■ **Exercise brief**:
Where a line of the material includes the string "each", copy that line.

■ **Data to process**:
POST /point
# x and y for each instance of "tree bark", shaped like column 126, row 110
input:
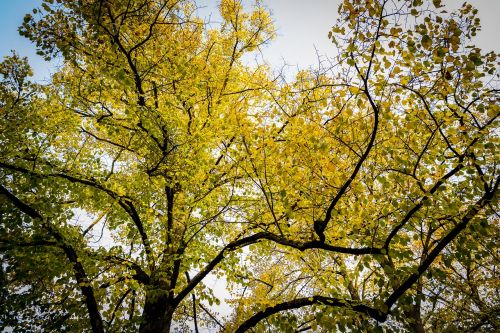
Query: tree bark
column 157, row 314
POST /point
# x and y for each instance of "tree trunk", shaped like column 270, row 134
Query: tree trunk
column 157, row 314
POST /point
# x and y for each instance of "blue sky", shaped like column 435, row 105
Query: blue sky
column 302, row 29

--

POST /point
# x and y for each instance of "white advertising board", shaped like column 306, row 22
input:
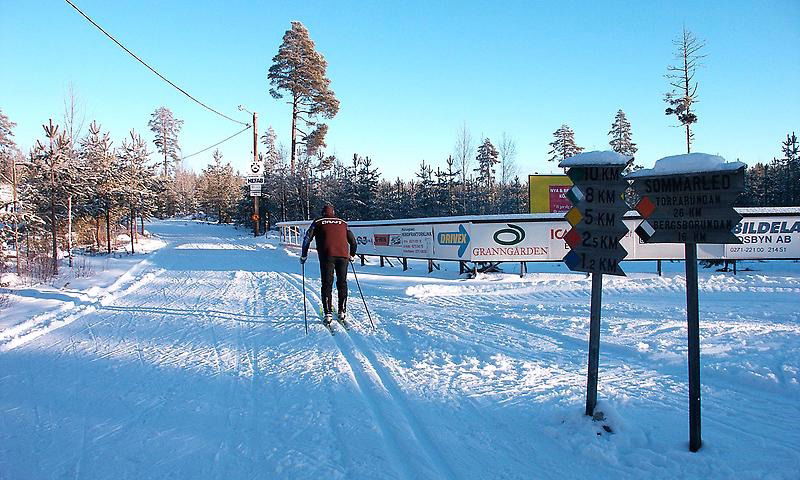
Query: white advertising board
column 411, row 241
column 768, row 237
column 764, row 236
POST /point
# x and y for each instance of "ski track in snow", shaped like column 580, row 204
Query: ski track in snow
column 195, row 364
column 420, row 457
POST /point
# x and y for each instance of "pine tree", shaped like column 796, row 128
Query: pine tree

==

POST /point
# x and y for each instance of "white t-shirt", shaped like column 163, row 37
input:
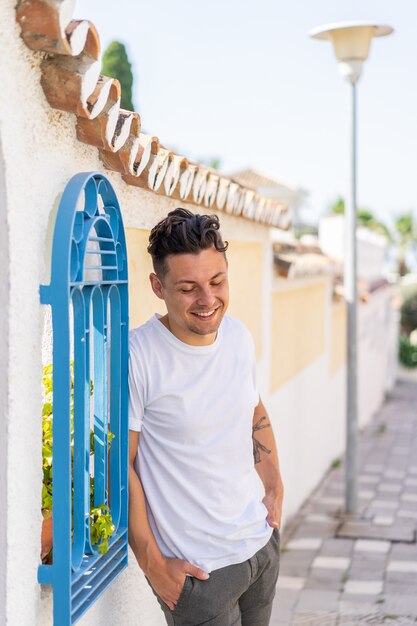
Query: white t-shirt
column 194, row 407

■ **Response below**:
# x and y for each instance of "tree bark", shaped like column 126, row 110
# x and y for each instance of "tree trunk", shaped like column 270, row 134
# x and y for each instance of "blue sky", shaped like column 435, row 105
# x and y for each instance of "white advertising board", shaped like column 306, row 22
# x and y for each instance of "ski track in snow", shaped like column 580, row 204
# x and y for each instance of "pine tree", shaped like column 796, row 128
# x and y for each instance of "white t-shirt", shaped like column 163, row 37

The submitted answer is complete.